PROBLEM → Transcribe exactly, leaving out pictures, the lines from the one that holds "of the flying" through the end of the data below, including both end lines and no others.

EXERCISE INPUTS →
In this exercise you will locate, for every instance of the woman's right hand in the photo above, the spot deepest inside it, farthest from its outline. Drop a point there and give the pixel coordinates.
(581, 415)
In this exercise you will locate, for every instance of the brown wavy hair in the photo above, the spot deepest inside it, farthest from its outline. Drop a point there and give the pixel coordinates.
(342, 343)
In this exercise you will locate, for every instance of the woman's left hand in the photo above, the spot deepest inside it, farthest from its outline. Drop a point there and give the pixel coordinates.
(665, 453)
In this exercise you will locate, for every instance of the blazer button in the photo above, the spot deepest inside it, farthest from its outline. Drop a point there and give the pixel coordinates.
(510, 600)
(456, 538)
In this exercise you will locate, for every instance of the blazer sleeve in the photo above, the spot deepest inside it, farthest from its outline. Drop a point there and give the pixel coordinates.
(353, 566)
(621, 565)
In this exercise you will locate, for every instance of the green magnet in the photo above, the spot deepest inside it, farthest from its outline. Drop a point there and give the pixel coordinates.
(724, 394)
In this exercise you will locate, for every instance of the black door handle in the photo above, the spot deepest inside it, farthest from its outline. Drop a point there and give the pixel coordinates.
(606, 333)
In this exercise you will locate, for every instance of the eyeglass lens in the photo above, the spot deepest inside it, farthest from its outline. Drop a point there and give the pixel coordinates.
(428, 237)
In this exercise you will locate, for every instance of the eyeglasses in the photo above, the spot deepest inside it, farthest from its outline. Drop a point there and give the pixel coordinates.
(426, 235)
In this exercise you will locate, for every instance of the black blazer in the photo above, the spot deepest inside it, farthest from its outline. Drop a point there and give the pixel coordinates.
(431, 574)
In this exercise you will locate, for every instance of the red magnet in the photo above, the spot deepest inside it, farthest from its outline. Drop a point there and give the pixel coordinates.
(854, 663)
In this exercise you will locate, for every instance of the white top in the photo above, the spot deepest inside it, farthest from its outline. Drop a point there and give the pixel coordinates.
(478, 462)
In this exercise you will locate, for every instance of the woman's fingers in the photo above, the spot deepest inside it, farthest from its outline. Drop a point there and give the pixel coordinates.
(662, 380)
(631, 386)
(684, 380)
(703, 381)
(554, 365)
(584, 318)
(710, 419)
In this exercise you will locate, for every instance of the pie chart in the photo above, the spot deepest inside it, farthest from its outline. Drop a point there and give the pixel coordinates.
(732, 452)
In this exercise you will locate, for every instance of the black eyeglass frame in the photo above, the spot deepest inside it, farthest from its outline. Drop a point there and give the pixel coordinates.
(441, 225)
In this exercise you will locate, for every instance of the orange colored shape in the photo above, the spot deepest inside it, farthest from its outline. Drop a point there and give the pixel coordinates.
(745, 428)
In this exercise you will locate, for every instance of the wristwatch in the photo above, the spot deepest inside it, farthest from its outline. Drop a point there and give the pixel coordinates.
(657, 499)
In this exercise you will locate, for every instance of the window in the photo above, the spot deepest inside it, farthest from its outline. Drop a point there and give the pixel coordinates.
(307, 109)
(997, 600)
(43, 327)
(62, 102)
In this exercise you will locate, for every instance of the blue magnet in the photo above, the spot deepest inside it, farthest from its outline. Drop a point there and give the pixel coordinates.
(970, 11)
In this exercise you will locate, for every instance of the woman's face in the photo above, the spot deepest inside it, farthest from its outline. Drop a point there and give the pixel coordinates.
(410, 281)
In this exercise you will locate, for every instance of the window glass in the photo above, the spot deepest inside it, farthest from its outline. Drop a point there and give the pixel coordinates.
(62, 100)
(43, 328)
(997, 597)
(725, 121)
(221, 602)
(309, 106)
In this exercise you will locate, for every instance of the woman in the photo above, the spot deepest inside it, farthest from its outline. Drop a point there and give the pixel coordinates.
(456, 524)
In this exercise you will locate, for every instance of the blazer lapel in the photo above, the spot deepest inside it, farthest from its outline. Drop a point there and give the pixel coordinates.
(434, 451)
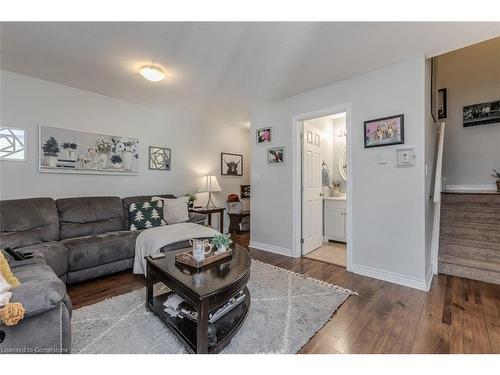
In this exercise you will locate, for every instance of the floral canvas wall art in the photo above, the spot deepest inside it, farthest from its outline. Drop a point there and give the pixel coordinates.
(384, 131)
(73, 151)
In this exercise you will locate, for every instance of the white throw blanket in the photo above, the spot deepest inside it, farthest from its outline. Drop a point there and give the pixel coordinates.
(151, 240)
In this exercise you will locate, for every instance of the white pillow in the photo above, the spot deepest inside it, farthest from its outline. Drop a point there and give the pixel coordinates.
(175, 210)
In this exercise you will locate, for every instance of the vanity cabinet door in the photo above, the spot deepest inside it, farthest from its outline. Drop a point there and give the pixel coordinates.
(334, 223)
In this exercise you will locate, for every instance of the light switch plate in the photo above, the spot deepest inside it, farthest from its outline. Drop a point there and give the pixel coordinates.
(382, 157)
(405, 157)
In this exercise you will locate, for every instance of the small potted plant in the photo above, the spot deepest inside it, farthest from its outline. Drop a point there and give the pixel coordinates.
(221, 242)
(50, 151)
(104, 146)
(496, 174)
(192, 197)
(117, 161)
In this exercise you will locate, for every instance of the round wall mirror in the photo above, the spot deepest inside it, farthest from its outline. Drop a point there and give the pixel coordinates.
(343, 164)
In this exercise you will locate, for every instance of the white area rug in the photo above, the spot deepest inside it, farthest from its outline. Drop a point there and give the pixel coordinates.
(286, 310)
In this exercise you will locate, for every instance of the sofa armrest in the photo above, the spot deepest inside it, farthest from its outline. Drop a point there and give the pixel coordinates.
(37, 258)
(38, 296)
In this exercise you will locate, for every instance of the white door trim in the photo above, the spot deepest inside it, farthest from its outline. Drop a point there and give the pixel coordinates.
(297, 175)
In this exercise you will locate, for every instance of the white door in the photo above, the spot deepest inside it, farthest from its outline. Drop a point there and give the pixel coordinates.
(312, 200)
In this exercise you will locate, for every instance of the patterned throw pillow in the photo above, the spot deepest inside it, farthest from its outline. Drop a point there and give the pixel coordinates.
(145, 214)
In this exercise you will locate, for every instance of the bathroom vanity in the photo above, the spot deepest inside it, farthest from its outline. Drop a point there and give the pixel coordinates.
(334, 218)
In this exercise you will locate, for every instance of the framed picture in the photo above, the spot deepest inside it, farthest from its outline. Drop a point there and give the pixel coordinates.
(264, 135)
(384, 131)
(72, 151)
(245, 191)
(160, 158)
(231, 164)
(482, 114)
(276, 156)
(442, 104)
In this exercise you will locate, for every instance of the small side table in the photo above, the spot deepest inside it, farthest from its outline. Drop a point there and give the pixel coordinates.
(235, 220)
(209, 211)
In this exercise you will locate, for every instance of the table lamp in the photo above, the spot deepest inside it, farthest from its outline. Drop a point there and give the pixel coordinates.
(209, 184)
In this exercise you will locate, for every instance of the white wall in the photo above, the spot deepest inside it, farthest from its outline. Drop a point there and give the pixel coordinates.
(196, 145)
(430, 155)
(324, 126)
(388, 203)
(471, 75)
(339, 144)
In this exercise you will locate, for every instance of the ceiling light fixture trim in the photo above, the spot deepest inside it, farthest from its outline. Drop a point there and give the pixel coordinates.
(152, 73)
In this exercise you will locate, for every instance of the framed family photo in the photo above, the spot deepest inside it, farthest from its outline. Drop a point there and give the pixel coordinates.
(384, 131)
(481, 114)
(231, 164)
(264, 135)
(159, 158)
(276, 156)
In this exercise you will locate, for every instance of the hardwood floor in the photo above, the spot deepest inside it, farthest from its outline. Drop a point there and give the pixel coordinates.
(456, 316)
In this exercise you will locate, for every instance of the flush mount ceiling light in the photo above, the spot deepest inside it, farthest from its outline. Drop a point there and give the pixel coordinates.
(152, 73)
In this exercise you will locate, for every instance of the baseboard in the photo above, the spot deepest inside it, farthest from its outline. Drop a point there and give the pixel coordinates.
(271, 248)
(468, 187)
(392, 277)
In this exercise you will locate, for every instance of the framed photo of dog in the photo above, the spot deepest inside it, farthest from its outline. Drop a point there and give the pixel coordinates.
(231, 164)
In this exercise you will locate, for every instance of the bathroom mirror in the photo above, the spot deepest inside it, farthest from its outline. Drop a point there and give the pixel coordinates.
(343, 164)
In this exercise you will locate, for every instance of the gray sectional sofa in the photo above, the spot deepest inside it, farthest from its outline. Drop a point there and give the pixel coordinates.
(70, 240)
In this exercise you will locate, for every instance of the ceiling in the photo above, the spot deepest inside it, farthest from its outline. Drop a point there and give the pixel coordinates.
(220, 67)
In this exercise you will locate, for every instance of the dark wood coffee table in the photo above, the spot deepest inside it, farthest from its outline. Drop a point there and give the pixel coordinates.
(206, 290)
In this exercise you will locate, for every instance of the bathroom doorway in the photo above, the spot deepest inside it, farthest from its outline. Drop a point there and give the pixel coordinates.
(324, 188)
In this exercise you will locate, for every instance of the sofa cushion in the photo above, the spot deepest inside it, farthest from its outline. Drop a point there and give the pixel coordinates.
(54, 253)
(90, 251)
(25, 222)
(88, 216)
(6, 272)
(40, 288)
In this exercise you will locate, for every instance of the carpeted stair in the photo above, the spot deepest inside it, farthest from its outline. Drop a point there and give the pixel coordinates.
(470, 236)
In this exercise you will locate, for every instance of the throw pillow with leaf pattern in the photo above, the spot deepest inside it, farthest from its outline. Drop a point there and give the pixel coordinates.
(145, 214)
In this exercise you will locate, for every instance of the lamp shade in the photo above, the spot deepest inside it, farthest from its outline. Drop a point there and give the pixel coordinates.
(209, 184)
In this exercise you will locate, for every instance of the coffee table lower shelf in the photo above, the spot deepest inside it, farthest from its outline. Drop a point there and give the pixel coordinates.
(186, 330)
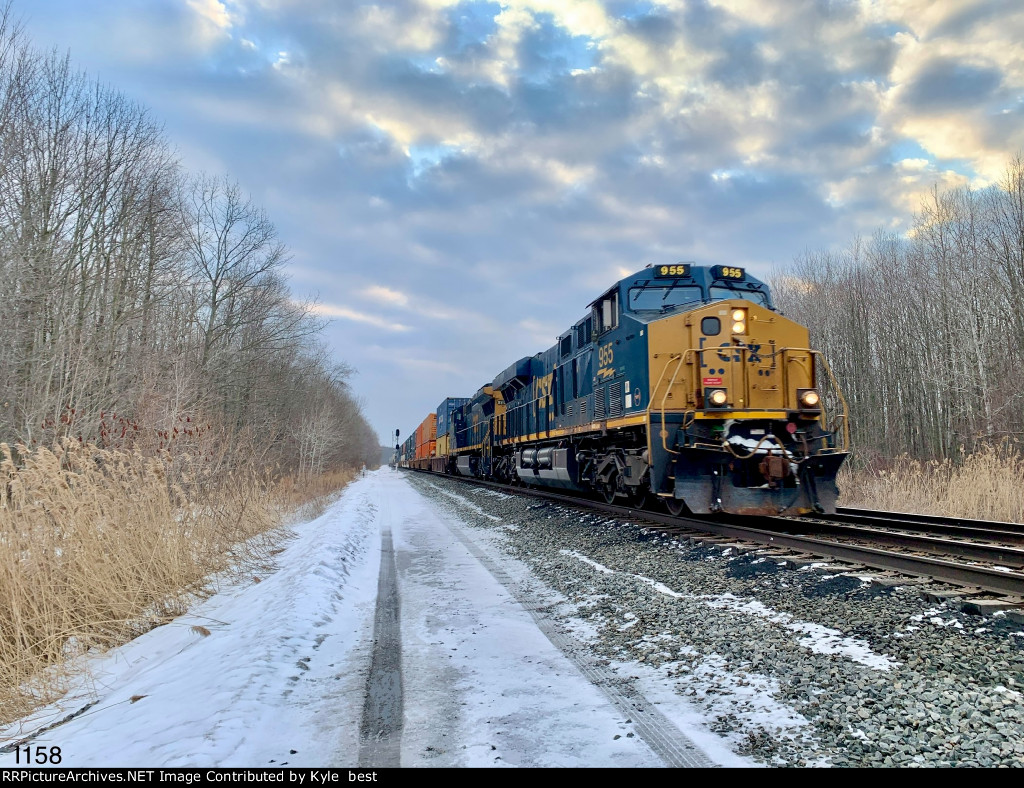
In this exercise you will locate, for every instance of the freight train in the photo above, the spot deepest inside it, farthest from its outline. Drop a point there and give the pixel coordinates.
(683, 384)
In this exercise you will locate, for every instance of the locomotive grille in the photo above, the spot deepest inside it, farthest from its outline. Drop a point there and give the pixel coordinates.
(615, 399)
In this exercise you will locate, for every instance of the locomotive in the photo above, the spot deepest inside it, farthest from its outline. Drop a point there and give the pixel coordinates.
(682, 385)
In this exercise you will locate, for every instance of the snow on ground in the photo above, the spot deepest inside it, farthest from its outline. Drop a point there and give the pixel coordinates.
(819, 640)
(280, 679)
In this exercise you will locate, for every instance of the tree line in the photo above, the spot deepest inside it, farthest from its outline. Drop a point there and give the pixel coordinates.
(145, 307)
(925, 331)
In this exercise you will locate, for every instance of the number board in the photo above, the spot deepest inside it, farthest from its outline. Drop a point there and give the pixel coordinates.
(675, 271)
(728, 272)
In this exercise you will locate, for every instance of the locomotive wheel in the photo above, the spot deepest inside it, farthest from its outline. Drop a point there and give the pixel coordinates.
(640, 497)
(608, 490)
(675, 506)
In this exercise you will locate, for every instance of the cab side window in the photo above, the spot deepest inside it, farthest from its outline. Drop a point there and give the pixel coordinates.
(606, 312)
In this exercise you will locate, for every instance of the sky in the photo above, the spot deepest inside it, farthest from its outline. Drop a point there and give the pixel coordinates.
(458, 179)
(484, 682)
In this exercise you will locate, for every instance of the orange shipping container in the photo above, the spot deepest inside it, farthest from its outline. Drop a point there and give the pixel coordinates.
(426, 436)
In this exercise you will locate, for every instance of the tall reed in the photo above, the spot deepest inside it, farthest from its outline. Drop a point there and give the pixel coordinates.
(99, 544)
(987, 485)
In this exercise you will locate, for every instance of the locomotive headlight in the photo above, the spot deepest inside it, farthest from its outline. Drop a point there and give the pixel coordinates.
(809, 399)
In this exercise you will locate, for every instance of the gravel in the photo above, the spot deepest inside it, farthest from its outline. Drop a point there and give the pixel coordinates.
(820, 665)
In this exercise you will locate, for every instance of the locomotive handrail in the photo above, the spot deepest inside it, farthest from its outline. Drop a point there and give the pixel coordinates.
(679, 363)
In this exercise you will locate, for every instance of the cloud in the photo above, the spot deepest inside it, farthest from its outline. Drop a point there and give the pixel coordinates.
(948, 84)
(459, 178)
(332, 310)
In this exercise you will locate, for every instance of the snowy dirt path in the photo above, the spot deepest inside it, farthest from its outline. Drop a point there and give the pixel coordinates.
(282, 679)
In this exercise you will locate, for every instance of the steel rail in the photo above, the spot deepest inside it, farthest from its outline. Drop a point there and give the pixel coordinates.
(983, 578)
(993, 553)
(930, 523)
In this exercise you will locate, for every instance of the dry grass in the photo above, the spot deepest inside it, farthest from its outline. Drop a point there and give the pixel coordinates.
(303, 498)
(98, 545)
(988, 485)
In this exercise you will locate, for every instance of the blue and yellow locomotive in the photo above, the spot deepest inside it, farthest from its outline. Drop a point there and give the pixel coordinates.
(683, 384)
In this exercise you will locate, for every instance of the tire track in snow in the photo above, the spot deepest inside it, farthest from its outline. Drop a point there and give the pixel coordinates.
(659, 733)
(380, 731)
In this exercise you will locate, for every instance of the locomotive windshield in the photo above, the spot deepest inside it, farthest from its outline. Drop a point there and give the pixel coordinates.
(658, 298)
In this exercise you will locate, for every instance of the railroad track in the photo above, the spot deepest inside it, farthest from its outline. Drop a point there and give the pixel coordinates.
(988, 559)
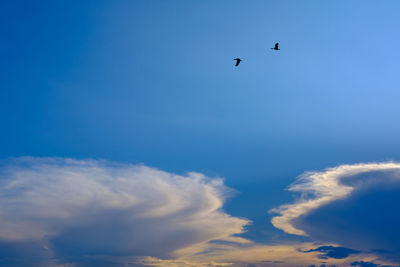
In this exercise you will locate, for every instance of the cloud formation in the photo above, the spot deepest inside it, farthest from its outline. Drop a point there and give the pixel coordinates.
(70, 208)
(351, 205)
(66, 212)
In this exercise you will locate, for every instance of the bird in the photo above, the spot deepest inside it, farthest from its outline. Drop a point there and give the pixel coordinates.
(276, 47)
(237, 61)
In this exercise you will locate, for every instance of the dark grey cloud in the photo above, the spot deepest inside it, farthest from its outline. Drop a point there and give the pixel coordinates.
(369, 264)
(333, 252)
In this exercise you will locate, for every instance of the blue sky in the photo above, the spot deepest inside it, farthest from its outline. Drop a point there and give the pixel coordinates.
(154, 83)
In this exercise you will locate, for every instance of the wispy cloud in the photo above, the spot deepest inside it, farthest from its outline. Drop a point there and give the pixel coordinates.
(80, 207)
(321, 188)
(66, 212)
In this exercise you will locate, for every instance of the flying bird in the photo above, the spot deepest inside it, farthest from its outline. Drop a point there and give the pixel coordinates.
(276, 47)
(237, 61)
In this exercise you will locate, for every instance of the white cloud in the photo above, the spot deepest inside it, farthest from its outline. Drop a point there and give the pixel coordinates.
(321, 188)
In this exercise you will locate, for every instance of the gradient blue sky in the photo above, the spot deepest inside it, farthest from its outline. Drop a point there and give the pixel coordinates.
(154, 82)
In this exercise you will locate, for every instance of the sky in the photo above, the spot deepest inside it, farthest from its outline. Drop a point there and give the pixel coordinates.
(129, 138)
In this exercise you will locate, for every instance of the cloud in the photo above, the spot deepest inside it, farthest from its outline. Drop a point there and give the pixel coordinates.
(333, 252)
(78, 213)
(355, 206)
(69, 208)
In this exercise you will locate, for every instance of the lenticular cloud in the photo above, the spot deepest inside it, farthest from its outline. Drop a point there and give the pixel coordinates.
(88, 207)
(353, 205)
(321, 188)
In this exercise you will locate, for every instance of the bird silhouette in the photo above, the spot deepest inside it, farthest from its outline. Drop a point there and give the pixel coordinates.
(276, 47)
(237, 61)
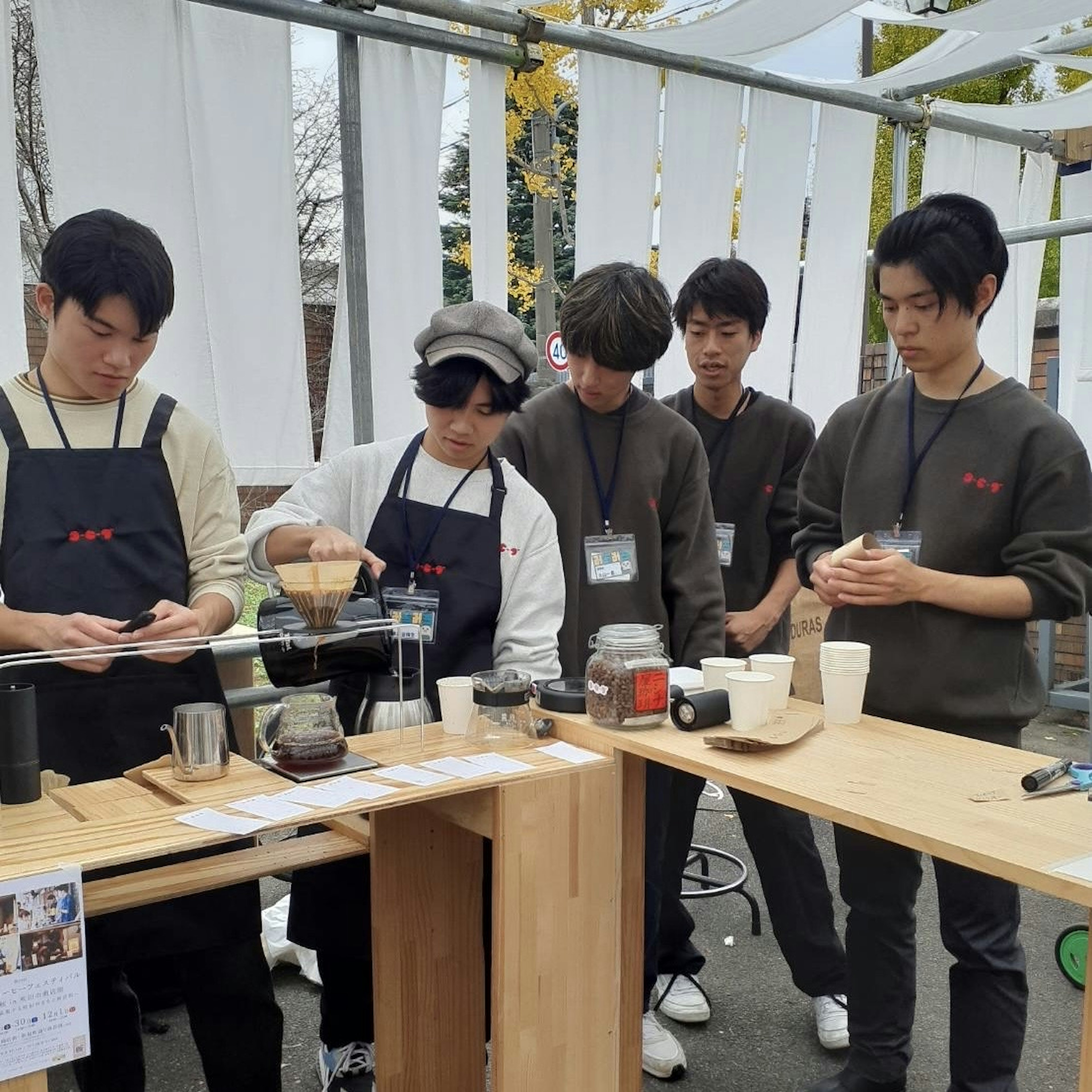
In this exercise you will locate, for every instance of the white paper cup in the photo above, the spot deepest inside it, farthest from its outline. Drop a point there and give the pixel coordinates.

SOLUTION TO THIS PROBLEM →
In this exercise you will locate, for every instance of the flying bird in the photo above, the spot deepest inside it, farthest from its outline. Drop a point there and give the pixel coordinates.
(276, 47)
(237, 61)
In this exercise you will locate, for every instance of the white cloud in the photo above, the spot deepest inside it, farthest from its outline. Drop a point there and give the pixel coordinates.
(321, 188)
In this exercise you will locate, for every instance of the gradient blue sky in the photo above, the spot deepest inside it, farthest from its outline. Drop a point there and give the pixel coordinates.
(154, 82)
In this exercise you will locate, for every instance of the sky in the photo above, the spot deepest inside it, farthest from its outline. Drop a point there and give the pixel coordinates.
(129, 138)
In this exercise you will locate, for every instance of the cloud in the photo above, the spot deepest inside it, farthest from its outline. Drop a point there and give the pixel coordinates.
(333, 252)
(78, 213)
(355, 206)
(69, 208)
In this exercise you will locate, for every instance of the lenticular cloud in the photo above, the spot deepest inside it, farthest from its outline. Drop a point there and give the pixel coordinates.
(88, 207)
(353, 205)
(321, 188)
In this exercise you will locate, for every instance of the bird silhouette in the photo above, the spot deepest inside it, farthest from its outline. Drop a point there and give the pixel coordinates.
(276, 47)
(237, 61)
In this exercise you will locate, for every instance of the white paper cup in the photo above, the spot deepest inside it, farthest from its outline. Drop a point there and give the pixel coordinates.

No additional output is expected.